■ Data supplied ■
-- start --
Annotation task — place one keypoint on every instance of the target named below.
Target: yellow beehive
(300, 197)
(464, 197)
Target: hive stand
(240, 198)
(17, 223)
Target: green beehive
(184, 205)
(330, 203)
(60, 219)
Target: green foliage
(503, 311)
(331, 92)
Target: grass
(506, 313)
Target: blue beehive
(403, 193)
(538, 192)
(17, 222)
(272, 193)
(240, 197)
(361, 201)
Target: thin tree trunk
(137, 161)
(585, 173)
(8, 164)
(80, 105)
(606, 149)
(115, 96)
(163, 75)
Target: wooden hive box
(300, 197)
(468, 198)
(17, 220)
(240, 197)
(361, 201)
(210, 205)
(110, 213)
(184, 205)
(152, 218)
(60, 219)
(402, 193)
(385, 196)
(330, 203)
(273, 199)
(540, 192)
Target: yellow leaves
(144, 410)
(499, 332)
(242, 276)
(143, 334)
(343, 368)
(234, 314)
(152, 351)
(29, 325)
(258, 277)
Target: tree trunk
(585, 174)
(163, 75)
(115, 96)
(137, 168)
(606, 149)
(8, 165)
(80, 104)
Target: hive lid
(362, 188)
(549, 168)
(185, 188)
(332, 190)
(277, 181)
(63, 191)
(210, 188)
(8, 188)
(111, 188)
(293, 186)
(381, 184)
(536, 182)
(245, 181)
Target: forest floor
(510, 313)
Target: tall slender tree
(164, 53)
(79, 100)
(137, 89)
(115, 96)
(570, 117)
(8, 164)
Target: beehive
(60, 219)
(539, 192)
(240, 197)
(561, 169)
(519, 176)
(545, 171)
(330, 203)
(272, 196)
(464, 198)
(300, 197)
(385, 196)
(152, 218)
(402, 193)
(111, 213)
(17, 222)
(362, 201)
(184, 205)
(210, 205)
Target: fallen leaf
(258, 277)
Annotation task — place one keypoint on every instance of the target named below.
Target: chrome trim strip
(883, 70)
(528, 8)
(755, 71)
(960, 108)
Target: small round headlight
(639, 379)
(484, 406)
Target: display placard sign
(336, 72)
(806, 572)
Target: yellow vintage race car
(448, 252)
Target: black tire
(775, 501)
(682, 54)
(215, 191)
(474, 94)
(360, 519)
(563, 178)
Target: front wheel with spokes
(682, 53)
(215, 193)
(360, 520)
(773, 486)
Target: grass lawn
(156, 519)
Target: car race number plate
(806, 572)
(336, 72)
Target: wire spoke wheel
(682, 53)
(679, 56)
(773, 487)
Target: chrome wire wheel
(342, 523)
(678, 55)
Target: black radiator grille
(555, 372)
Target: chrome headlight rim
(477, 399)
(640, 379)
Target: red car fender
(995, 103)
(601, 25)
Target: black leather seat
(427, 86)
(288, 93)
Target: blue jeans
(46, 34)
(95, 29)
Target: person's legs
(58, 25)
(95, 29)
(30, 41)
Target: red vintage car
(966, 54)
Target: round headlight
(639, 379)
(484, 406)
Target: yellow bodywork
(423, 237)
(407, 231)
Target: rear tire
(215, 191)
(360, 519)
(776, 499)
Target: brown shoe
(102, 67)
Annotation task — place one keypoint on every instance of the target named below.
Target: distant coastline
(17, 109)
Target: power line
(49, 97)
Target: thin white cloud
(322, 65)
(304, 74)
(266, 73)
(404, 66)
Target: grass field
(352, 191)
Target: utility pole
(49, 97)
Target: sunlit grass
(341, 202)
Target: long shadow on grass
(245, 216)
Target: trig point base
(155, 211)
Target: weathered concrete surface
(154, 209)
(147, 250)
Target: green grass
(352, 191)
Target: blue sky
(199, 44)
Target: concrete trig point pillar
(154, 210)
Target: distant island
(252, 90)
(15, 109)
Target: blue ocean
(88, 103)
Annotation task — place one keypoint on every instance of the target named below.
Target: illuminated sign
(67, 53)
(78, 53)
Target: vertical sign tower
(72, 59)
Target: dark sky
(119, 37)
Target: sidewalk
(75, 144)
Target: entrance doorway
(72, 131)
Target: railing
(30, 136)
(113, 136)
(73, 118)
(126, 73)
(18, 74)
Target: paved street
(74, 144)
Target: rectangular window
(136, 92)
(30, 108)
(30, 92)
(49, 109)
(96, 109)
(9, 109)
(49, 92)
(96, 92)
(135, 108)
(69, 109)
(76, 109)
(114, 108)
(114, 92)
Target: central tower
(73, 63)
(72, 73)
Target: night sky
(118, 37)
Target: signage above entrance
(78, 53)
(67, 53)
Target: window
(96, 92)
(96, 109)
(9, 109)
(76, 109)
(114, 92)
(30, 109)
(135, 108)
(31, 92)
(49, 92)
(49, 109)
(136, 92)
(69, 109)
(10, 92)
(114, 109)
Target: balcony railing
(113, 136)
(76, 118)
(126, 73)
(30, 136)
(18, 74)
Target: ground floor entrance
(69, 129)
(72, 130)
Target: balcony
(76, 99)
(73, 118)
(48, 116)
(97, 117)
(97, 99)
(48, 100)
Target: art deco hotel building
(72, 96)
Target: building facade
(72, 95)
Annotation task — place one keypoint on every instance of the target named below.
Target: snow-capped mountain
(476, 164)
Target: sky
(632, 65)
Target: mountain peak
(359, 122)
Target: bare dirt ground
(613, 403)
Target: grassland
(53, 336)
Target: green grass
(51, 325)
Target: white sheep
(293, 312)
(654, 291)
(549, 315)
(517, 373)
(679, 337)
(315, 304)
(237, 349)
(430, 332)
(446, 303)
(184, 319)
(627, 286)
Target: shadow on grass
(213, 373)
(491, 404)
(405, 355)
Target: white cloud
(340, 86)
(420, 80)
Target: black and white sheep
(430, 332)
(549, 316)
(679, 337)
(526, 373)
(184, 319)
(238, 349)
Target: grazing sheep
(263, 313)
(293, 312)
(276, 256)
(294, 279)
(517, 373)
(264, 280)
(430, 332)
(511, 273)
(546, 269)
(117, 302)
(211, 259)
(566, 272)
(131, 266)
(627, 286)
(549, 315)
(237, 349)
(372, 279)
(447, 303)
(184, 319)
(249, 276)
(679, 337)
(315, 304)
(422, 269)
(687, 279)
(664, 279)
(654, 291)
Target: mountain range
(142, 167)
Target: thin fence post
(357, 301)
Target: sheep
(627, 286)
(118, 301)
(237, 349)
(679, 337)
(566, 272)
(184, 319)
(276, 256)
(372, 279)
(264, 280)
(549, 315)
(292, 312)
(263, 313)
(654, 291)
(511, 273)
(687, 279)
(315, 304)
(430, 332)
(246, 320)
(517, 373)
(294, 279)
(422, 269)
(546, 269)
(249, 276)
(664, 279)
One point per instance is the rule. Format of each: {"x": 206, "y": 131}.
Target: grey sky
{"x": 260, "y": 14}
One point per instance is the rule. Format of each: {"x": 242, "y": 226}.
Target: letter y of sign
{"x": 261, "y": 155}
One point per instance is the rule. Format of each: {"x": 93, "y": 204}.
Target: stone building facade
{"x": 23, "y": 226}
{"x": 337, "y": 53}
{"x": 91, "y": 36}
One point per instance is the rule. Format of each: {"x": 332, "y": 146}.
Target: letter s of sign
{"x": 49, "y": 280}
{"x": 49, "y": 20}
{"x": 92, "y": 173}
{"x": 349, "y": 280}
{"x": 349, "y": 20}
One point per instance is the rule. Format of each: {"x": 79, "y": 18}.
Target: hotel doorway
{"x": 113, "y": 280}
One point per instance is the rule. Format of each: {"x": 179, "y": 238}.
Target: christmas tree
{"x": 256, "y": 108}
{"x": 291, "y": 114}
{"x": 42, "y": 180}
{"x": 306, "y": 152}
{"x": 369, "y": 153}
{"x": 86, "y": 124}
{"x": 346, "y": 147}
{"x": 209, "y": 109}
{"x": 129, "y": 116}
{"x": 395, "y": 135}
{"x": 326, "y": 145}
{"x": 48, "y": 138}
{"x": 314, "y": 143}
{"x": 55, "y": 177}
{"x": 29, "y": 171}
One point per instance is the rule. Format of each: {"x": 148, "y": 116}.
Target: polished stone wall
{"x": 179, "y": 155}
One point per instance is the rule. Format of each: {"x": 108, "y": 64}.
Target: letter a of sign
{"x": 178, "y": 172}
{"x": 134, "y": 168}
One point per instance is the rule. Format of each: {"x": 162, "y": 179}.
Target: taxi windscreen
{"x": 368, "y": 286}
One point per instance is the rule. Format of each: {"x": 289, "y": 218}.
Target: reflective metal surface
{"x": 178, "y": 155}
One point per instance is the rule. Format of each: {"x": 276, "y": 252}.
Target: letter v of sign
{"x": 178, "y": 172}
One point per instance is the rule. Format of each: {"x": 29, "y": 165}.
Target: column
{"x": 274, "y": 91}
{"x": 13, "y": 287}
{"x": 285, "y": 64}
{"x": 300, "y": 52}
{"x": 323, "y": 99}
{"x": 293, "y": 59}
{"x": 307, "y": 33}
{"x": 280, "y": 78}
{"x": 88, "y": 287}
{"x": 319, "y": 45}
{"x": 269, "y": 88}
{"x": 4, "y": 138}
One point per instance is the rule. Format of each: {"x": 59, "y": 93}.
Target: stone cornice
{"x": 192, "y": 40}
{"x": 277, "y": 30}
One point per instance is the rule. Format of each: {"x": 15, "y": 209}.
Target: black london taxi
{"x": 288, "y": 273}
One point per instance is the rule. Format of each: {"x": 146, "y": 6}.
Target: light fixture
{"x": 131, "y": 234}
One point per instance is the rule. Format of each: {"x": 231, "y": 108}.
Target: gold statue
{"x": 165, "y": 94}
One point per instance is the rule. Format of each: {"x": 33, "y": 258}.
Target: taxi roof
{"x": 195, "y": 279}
-- end --
■ Directions for this task ■
Select each line in the records that contains the word "shadow".

■ Output of the task ■
Target: long shadow on grass
Target: shadow on grass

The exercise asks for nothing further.